### Texte fourni:

********************

L’article 11, l’un des 18 articles réécrits en commission des Affaires économiques, conserve le seuil de 50% de produits de qualité et labellisés, mais ne comporte plus l’objectif sur le bio, à ce stade de la discussion du texte. Conséquence de l’adoption d’un amendement, cosigné par 30 sénateurs du groupe Les Républicains. Le sénateur LR des Vosges, Daniel Gremillet, qui a porté l’amendement, estime que ce pourcentage de 20% pourrait se heurter aux capacités de production et même se révéler contre-productif par rapport aux autres objectifs du projet de loi, comme le soutien aux productions locales.

« Il ne s’agirait pas que localement, parce qu’on met ce seuil de 20%, on soit obligé d’importer du bio issu d’autres pays de l’Union européenne […] Si on fait venir du bio qui a fait 1000 kilomètres parce qu’il faut respecter les 20%, ça n’a pas de sens », explique l’ancien président de la Chambre d’agriculture des Vosges.

« Ne pas opposer les produits locaux entre eux »

« L’idée, c’est de ne pas opposer sur un territoire les produits locaux entre eux », poursuit-il. « Ce qui est important, c’est que, grâce à ce texte, l’assiette de nos enfants et des restaurations collectives réponde à des productions plus locales, alors qu’auparavant un grand nombre des produits venait de l’extérieur », résume Daniel Gremillet, en citant l’exemple de la viande.

********************

### Données présentées:
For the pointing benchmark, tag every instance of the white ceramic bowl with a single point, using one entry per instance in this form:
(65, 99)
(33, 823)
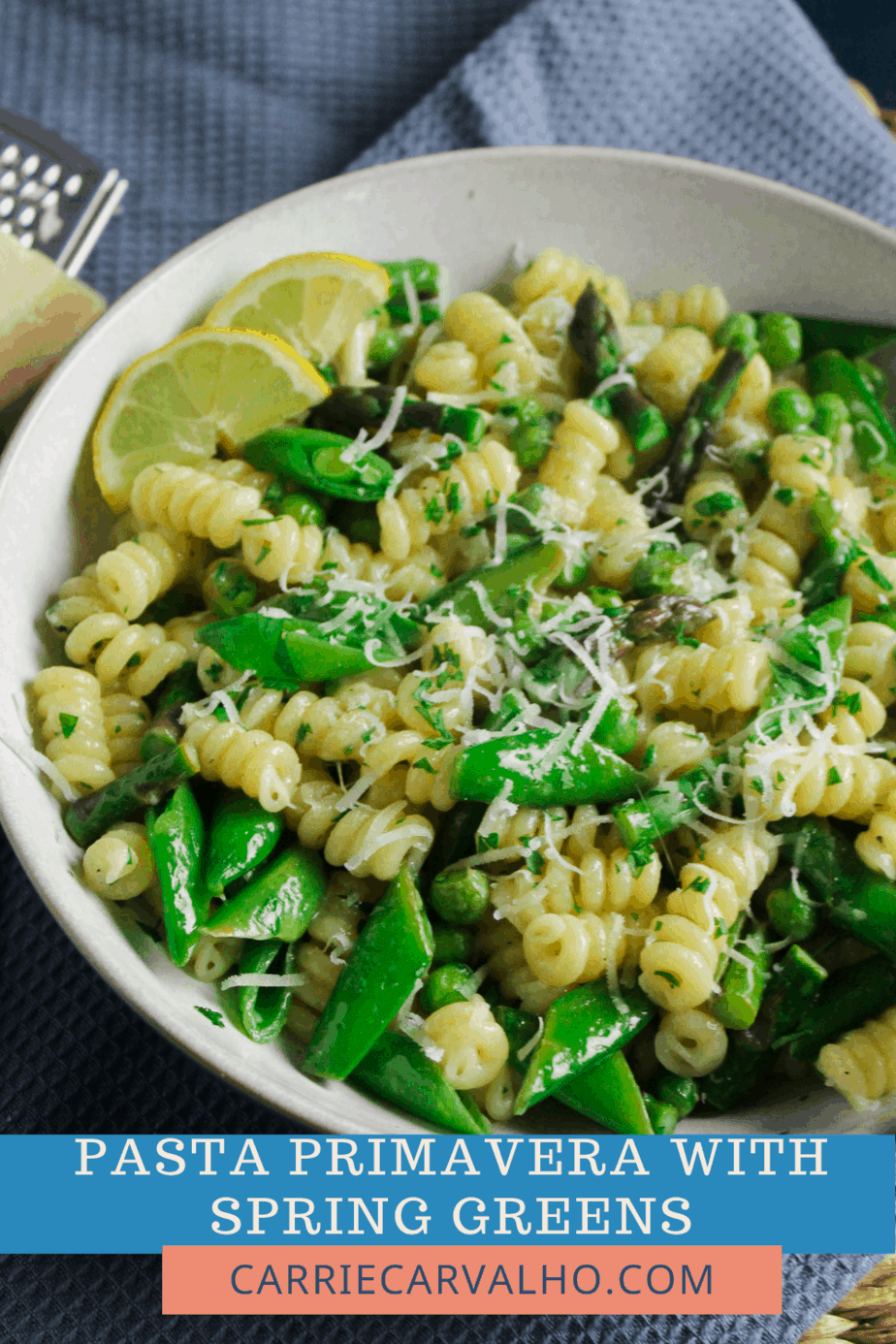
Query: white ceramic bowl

********************

### Consignes de travail:
(a) Dans le texte sur l'objectif de produits bio dans la restauration collective, combien de sénateurs ont cosigné l'amendement, et de quel groupe sont-ils ?
(b) Reprenez le texte sur l'objectif de produits bio dans la restauration collective à partir de sa dernière phrase, puis rédigez-en la suite.
Ce matériel n'a aucun rôle à jouer ici.

### Résultats obtenus:
(a) 30 sénateurs du groupe Les Républicains ont cosigné l'amendement.

(b)
« Si localement, vous avez des produits bio qui sont capables de fournir 50% du marché, rien n’interdit que l’on soit, non pas à 20, mais à 50% », fait remarquer le sénateur, pour qui aucune solution unique ne devrait être imposée aux territoires.

Agriculteur de profession, l’élu met aussi en avant la « responsabilité » vis-à-vis des familles. « Il faut qu’elles soient capables de payer la résultante de notre politique. On ne peut pas décider les choses depuis Paris et les mettre en situation de ne plus être en mesure de payer ces repas. »

Les arguments et le lien entre circuits courts et alimentation de qualité rappellent en tout cas les débats qui s’étaient tenus en 2016 au Sénat autour de la proposition de loi de la députée (EELV) Brigitte Alain, visant à favoriser l'ancrage territorial de l'alimentation.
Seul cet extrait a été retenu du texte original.